## Request
Your output must consist solely of the lines from the one containing "car windshield, imagine" through the end of the records, reproduced exactly.

## Dataset
------------

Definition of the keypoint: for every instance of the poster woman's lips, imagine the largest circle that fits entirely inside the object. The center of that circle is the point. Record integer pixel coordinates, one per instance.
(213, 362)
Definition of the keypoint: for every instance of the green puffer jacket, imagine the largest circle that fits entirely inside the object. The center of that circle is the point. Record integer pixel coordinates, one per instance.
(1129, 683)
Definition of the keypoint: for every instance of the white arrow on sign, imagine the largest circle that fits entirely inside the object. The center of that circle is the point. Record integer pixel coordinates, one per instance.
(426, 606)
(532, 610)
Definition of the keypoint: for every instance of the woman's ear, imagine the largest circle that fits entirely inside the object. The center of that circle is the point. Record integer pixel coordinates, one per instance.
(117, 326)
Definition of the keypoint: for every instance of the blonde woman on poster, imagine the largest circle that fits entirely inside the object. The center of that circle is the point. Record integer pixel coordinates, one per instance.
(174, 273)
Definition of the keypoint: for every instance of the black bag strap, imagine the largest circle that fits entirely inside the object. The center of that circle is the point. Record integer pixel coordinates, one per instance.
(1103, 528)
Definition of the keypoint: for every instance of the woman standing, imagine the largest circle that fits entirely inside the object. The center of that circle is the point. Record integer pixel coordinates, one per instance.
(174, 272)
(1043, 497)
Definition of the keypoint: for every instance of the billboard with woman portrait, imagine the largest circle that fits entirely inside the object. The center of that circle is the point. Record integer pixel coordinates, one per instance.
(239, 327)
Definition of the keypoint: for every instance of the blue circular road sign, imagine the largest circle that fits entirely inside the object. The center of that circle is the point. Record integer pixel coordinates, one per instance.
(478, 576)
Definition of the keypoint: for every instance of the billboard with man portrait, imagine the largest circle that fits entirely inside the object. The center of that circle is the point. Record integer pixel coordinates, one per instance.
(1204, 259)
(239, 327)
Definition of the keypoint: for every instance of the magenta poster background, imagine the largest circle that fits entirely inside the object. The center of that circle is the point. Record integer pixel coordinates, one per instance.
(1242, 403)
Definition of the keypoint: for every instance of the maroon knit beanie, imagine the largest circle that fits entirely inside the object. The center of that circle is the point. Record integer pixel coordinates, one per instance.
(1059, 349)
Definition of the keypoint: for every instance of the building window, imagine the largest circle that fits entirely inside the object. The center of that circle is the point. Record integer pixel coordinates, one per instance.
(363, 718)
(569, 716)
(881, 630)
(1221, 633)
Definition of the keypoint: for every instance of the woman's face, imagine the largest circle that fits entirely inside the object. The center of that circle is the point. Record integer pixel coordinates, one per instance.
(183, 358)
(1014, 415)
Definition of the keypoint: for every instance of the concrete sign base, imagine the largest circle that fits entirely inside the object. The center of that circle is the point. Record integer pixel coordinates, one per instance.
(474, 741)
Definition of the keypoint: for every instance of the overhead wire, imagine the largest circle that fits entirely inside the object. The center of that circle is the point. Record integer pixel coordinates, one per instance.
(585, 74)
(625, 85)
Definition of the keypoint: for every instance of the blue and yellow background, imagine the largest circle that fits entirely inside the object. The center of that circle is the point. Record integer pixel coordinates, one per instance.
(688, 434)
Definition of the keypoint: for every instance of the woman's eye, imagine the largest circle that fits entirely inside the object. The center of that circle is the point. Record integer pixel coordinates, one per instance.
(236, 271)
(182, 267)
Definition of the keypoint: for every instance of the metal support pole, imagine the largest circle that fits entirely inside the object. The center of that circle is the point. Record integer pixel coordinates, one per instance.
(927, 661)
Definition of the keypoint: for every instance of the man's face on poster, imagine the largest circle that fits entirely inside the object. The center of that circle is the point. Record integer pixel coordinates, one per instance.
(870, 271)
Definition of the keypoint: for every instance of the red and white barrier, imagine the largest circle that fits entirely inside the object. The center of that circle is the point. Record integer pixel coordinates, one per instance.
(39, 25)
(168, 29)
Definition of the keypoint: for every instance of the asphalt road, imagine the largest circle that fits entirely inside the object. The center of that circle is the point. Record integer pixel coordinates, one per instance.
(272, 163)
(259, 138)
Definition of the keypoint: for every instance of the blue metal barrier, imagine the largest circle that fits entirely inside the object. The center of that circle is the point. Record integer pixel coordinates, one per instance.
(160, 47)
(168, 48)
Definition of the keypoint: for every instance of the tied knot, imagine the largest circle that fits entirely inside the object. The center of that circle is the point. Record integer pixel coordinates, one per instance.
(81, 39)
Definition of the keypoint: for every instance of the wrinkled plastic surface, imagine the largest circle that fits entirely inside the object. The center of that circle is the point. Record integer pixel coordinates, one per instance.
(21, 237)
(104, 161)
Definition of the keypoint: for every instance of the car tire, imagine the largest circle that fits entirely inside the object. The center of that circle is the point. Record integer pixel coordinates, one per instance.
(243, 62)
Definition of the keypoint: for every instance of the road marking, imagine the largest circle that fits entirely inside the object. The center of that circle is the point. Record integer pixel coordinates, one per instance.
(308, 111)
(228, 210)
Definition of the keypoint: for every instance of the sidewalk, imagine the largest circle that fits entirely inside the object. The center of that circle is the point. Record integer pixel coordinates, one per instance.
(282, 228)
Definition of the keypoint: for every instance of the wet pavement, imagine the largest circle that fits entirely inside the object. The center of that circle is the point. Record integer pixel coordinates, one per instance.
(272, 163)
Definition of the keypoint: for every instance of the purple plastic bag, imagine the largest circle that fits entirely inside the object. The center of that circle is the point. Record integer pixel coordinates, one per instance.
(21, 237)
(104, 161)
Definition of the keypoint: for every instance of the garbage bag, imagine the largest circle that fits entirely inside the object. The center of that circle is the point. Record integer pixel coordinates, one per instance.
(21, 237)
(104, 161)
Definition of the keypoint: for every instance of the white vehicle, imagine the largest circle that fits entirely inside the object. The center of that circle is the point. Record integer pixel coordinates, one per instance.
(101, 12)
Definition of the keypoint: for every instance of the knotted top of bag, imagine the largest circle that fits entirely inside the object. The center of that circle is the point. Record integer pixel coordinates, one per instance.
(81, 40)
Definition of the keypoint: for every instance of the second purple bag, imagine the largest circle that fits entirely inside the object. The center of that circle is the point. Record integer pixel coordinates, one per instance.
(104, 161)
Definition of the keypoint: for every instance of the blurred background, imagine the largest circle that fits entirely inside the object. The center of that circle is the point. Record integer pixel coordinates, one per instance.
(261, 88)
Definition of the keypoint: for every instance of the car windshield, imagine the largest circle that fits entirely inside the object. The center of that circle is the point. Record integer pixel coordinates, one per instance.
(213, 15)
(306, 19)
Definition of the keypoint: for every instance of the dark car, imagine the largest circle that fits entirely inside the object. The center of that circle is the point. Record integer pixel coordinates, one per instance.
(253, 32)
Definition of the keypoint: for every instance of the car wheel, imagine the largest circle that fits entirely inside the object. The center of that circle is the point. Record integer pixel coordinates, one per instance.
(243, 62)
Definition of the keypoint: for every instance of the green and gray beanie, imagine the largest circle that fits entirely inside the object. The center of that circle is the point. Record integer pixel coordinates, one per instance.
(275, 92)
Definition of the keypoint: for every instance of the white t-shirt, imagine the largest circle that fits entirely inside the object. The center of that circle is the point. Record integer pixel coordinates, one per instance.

------------

## Output
Definition of the keypoint: for every instance of the car windshield, imagine the largest circle that fits entirely inside the object. The center of that circle is the point. Record integer pixel coordinates, one per instance.
(213, 15)
(306, 19)
Definition of the keypoint: for every instance of the dark car, imagine the largest circle that fits entirely inside the object. The center of that circle is the point. Record integer pixel coordinates, one per instance.
(253, 32)
Definition of the keypoint: for every instance of the car wheel, imagine the largest circle that fits entirely inside the object. The center of that circle is the point. Record integer pixel coordinates, one per instance.
(243, 62)
Definition of the keypoint: for every instance of the green and gray beanie, imagine the largest circle that fits entirely inside the object. The center of that circle is the point. Record integer pixel coordinates, one per instance.
(275, 92)
Definition of the keypoint: for every instance of the white t-shirt, imagine the largest circle that fits entirely inside the object. The center of that circle is the point. Record integer pixel coordinates, one per instance.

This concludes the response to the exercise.